* [What is needed] Your output must hold every entry exactly as written and none of the pictures.

Collected data
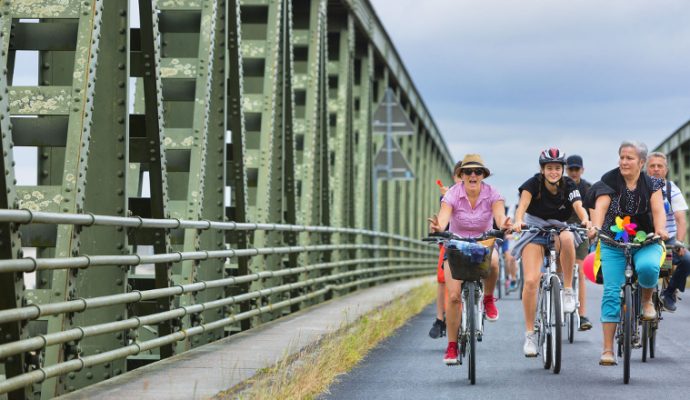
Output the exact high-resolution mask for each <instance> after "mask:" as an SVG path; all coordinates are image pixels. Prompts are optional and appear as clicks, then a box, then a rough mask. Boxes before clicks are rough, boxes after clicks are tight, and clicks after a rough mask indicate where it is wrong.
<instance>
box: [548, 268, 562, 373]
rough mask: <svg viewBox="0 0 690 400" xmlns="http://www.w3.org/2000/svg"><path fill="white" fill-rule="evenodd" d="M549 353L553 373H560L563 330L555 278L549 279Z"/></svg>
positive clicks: (560, 307)
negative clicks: (551, 364) (550, 304)
mask: <svg viewBox="0 0 690 400" xmlns="http://www.w3.org/2000/svg"><path fill="white" fill-rule="evenodd" d="M550 291H551V296H550V297H551V317H550V318H549V320H550V322H551V341H552V344H551V351H552V352H553V354H552V356H553V361H552V364H553V373H554V374H557V373H559V372H561V339H562V336H561V334H562V330H563V313H562V311H561V310H562V304H561V282H560V281H559V280H558V277H557V276H552V277H551V288H550Z"/></svg>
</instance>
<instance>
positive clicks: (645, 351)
mask: <svg viewBox="0 0 690 400" xmlns="http://www.w3.org/2000/svg"><path fill="white" fill-rule="evenodd" d="M651 326H652V321H642V362H647V351H648V350H649V337H650V336H649V333H650V331H651Z"/></svg>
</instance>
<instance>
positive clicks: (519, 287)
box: [516, 259, 525, 300]
mask: <svg viewBox="0 0 690 400" xmlns="http://www.w3.org/2000/svg"><path fill="white" fill-rule="evenodd" d="M516 262H517V263H518V270H517V280H518V292H520V300H522V289H523V287H524V286H525V282H524V278H523V275H522V259H520V260H517V261H516Z"/></svg>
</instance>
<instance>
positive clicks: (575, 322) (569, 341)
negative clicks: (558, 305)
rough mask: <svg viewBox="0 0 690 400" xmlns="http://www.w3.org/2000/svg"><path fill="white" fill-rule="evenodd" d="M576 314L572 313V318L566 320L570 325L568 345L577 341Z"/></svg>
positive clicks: (568, 318) (568, 332)
mask: <svg viewBox="0 0 690 400" xmlns="http://www.w3.org/2000/svg"><path fill="white" fill-rule="evenodd" d="M575 312H576V311H575ZM575 312H571V313H570V317H569V318H568V319H567V320H566V322H567V324H568V343H572V342H574V341H575V325H576V324H577V321H576V318H575Z"/></svg>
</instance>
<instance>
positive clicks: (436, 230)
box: [426, 215, 443, 232]
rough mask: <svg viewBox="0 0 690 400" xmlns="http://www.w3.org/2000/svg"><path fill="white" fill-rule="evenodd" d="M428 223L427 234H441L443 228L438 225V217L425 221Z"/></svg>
mask: <svg viewBox="0 0 690 400" xmlns="http://www.w3.org/2000/svg"><path fill="white" fill-rule="evenodd" d="M426 220H427V221H428V222H429V232H442V231H443V228H441V225H439V223H438V215H434V216H432V217H431V218H427V219H426Z"/></svg>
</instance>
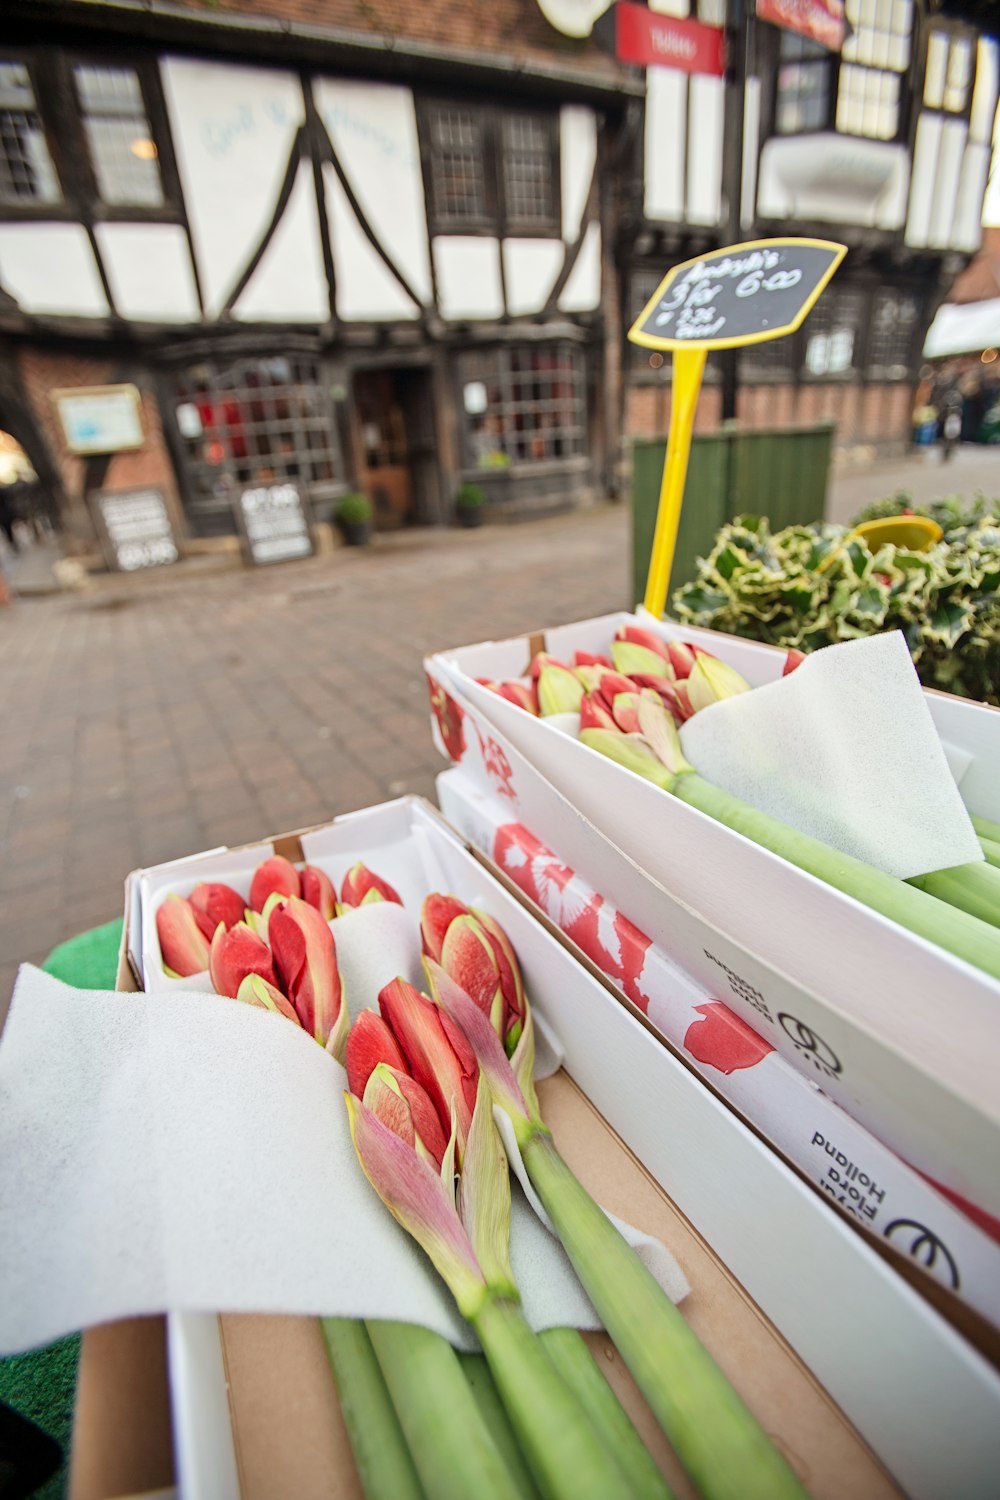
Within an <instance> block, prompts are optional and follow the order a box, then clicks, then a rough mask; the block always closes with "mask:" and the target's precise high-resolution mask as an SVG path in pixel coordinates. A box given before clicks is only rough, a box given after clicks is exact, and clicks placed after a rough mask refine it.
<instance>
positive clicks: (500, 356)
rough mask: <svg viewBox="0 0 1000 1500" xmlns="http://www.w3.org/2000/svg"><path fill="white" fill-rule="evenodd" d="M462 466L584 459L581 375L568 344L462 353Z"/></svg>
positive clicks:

* [Your response]
Output the exact high-resolution mask for each <instance> after "mask:" as an SVG path; all coordinates are image pixels. Prompts are optional and appear as clicks, then a box, then a rough mask. Boxes before clicks are rough, boxes after clicks are tight, and clicks after a rough mask indicate where it is wrong.
<instance>
box: [548, 268, 562, 373]
rough mask: <svg viewBox="0 0 690 400" xmlns="http://www.w3.org/2000/svg"><path fill="white" fill-rule="evenodd" d="M549 353L553 373H560L563 330L555 278L549 279Z"/></svg>
positive clicks: (560, 307)
negative clicks: (551, 364) (550, 304)
mask: <svg viewBox="0 0 690 400" xmlns="http://www.w3.org/2000/svg"><path fill="white" fill-rule="evenodd" d="M550 291H551V296H550V297H551V317H550V318H549V320H550V322H551V341H552V344H551V351H552V352H553V354H552V356H553V361H552V364H553V373H554V374H557V373H559V372H561V339H562V336H561V334H562V330H563V313H562V311H561V310H562V304H561V282H560V281H559V280H558V277H557V276H552V277H551V288H550Z"/></svg>
</instance>
<instance>
positive clicks: (645, 351)
mask: <svg viewBox="0 0 690 400" xmlns="http://www.w3.org/2000/svg"><path fill="white" fill-rule="evenodd" d="M651 326H652V321H642V362H647V351H648V350H649V337H650V336H649V333H650V331H651Z"/></svg>
</instance>
<instance>
positive clicks: (519, 287)
box: [516, 259, 525, 300]
mask: <svg viewBox="0 0 690 400" xmlns="http://www.w3.org/2000/svg"><path fill="white" fill-rule="evenodd" d="M516 262H517V263H518V270H517V280H518V292H520V300H522V289H523V287H524V286H525V282H524V278H523V275H522V259H520V260H517V261H516Z"/></svg>
</instance>
<instance>
positive clicks: (575, 322) (569, 341)
negative clicks: (558, 305)
rough mask: <svg viewBox="0 0 690 400" xmlns="http://www.w3.org/2000/svg"><path fill="white" fill-rule="evenodd" d="M576 314L572 313V318L566 320L570 325L568 345L577 341Z"/></svg>
positive clicks: (568, 318) (568, 332)
mask: <svg viewBox="0 0 690 400" xmlns="http://www.w3.org/2000/svg"><path fill="white" fill-rule="evenodd" d="M575 312H576V311H575ZM575 312H571V313H570V317H569V318H568V319H567V320H566V322H567V324H568V343H572V342H574V341H575V325H576V324H577V321H576V318H575Z"/></svg>
</instance>
<instance>
positive clicks: (436, 230)
box: [426, 215, 443, 232]
rough mask: <svg viewBox="0 0 690 400" xmlns="http://www.w3.org/2000/svg"><path fill="white" fill-rule="evenodd" d="M428 223L427 234H441L443 228L438 225V217L425 221Z"/></svg>
mask: <svg viewBox="0 0 690 400" xmlns="http://www.w3.org/2000/svg"><path fill="white" fill-rule="evenodd" d="M426 220H427V221H428V222H429V232H442V231H443V228H441V225H439V223H438V215H434V216H432V217H431V218H427V219H426Z"/></svg>
</instance>
Within an <instance> block, prompts are optional and follow the order a box, then clicks, then a rough mask; the block always closes with "mask:" and the target's precise high-resolution mask as an SVG path in pixel coordinates. A box given before clicks is only rough, a box given after clicks is exact, and clicks placed after a rough mask refine it.
<instance>
positive clicks: (500, 356)
rough mask: <svg viewBox="0 0 1000 1500" xmlns="http://www.w3.org/2000/svg"><path fill="white" fill-rule="evenodd" d="M462 466L584 459L581 375L568 344L462 353Z"/></svg>
positive clicks:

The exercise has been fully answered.